§ **Exercise passage**
Skepsis #50: What's going on with AI?
The latest generation of Generative AI tools are really cool. What are its practical applications, limitations, and is it really creative?
I've been reading about AI extensively in recent weeks and months in order to wrap my head around what's going on and what the implications are for people, businesses, and the world at large. With anything that becomes this hyped and gets so much attention, I can't help but try to understand what's really going on. What is all the fuzz about AI beyond the hype?
What is Generative AI?
Unless you’ve been living under a rock for the past few months, you should have noticed the explosion of interest and hype around so-called Generative AI and tools like ChatGPT in particular. ChatGPT, based on the AI-powered large language model (LLM) GPT-3 by Open AI, is what can be most simply described as “autocomplete for everything” - a tool that makes it possible to generate text or ask questions in natural language and get extremely useful answers (for the most part!). People are using it to write emails, marketing copy, and blog posts, to cheat on exams, and even to write code.

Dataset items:
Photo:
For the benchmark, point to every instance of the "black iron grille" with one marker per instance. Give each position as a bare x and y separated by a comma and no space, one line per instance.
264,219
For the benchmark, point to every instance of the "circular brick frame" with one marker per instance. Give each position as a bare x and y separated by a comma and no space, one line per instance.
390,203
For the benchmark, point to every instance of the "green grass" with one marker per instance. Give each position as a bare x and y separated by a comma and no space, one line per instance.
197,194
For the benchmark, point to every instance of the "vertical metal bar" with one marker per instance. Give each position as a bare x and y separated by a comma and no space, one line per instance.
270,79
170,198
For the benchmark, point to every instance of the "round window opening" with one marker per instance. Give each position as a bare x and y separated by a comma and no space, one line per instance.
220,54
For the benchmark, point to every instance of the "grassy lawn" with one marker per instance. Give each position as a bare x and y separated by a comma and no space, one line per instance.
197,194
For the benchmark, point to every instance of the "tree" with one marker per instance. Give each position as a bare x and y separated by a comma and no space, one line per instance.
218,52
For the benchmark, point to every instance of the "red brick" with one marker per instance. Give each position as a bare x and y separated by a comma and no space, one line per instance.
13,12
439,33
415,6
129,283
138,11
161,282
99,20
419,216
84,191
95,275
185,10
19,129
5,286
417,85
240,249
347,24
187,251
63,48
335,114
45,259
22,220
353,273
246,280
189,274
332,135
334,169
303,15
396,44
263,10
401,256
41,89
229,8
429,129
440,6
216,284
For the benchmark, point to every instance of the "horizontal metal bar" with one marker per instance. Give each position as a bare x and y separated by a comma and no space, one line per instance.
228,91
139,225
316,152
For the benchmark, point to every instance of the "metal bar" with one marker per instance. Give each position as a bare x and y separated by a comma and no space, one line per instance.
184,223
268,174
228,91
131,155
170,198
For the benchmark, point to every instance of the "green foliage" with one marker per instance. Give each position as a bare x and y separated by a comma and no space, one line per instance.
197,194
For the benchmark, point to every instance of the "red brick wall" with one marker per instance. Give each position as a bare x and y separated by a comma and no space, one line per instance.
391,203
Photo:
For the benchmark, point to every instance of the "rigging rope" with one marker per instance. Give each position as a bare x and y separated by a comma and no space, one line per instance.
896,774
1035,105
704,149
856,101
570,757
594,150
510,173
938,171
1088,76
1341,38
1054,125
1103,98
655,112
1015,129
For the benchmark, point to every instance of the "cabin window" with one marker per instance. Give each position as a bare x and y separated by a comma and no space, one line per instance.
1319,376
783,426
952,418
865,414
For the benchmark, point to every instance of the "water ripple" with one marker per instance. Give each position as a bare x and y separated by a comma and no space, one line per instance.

§ **What you need to do**
1) List every use of ChatGPT named in the Skepsis #50 piece on Generative AI.
2) According to the Skepsis #50 piece on Generative AI, which large language model is ChatGPT based on?
3) Continue the Skepsis #50 piece on Generative AI from its last sentence.

§ **Answers to the exercise**
1)
- Writing emails
- Writing marketing copy
- Writing blog posts
- Cheating on exams
- Writing code

2) GPT-3 by Open AI.

3)
I can get help with writing excel formulas:
If I’m stuck or need help, it can easily come up with the next part of a sentence or paragraph given enough context. Even write an entire article if needed:
In terms of its usefulness compared to prior versions of similar tools, it really is something else. The first time you take it for a spin, you’ll be genuinely impressed by the level of accuracy in its writing, how “human” it sounds, and how easy it is to talk to (or write with). The latter point is really what makes it so useful from a human point of view; it can “understand” what you’re trying to do or what you want to know and make useful suggestions 99+% of the time. I suggest you try it if you haven’t already.
In addition to text-based Generative AIs, there are also tools that specialize in creating images and even videos, like OpenAI’s DALL-E. These have been built using different models but fall within the same category of (Generative) AI.
If you want to read more about the basics of tools like ChatGPT and other Generative AI tools, I’d recommend reading this article from Thomas Pueyo:
AI is overhyped but also useful.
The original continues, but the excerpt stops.